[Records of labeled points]
※ ※ ※

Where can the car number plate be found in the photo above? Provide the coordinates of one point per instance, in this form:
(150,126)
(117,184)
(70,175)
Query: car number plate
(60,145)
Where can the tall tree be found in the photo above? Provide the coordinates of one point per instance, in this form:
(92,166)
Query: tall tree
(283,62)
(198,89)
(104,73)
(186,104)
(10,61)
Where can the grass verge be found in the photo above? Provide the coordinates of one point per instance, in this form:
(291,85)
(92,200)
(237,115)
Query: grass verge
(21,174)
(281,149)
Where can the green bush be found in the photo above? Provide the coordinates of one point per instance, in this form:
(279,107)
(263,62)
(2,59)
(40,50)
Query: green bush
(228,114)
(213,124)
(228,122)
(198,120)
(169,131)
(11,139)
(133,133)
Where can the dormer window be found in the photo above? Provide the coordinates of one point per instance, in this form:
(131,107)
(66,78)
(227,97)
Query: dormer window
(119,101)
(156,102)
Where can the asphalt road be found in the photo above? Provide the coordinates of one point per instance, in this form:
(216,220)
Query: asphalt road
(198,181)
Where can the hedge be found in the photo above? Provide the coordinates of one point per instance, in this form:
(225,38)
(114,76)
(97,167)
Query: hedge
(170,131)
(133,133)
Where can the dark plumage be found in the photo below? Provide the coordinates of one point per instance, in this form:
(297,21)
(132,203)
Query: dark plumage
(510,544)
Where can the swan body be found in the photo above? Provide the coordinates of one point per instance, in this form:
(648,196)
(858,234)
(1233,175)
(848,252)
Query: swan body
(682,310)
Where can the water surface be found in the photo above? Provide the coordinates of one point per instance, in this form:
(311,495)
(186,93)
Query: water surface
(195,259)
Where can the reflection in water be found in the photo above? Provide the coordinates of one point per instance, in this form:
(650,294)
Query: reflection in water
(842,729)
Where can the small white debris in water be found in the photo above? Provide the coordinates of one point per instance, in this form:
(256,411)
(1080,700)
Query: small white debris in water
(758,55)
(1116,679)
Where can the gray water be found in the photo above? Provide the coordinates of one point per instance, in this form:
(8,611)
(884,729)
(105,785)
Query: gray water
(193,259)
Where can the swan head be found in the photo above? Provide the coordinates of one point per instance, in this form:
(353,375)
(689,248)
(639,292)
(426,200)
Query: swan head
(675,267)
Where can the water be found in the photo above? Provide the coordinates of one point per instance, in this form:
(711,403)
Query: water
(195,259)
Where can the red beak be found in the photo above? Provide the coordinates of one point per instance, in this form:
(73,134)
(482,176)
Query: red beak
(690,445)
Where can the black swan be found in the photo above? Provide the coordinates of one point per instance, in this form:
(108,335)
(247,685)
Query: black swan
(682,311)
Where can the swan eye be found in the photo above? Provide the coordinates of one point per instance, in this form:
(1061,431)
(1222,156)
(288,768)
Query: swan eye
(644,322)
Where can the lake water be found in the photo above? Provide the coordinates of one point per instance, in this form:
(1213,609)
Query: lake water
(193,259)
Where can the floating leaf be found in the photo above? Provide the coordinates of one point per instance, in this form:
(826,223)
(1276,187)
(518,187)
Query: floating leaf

※ ※ ※

• _TASK TO CARRY OUT_
Reproduce exactly the line that holds "Where can the swan head", then every line after it, ending with the final line of the records above.

• _WRITTEN SOLUTION_
Where can the swan head be found in the photo above? Provide the coordinates of one point per instance, in this form:
(353,375)
(689,248)
(639,292)
(426,200)
Query: swan head
(675,267)
Where can the water be found in the photo above? Provide the coordinates of one point per instance, in this form:
(711,403)
Query: water
(195,259)
Where can the red beak be found in the photo above? Provide the coordinates of one point per instance, in this form:
(73,134)
(482,176)
Query: red beak
(690,445)
Where can the black swan be found in the photo above? Provide the coordinates of one point per instance, in this form:
(108,335)
(247,685)
Query: black swan
(682,311)
Where can the swan eye be found in the photo above? Provide the coordinates of one point per instance, in this form:
(1061,431)
(1222,156)
(288,768)
Query: swan eye
(644,322)
Where can the lake water be found in the photo above? Provide the coordinates of one point per instance, in this form:
(1213,609)
Query: lake water
(193,259)
Where can the floating leaf be found in the photo above? Provide the coordinates of one point per instance, in this form:
(826,223)
(1276,187)
(518,187)
Query: floating leaf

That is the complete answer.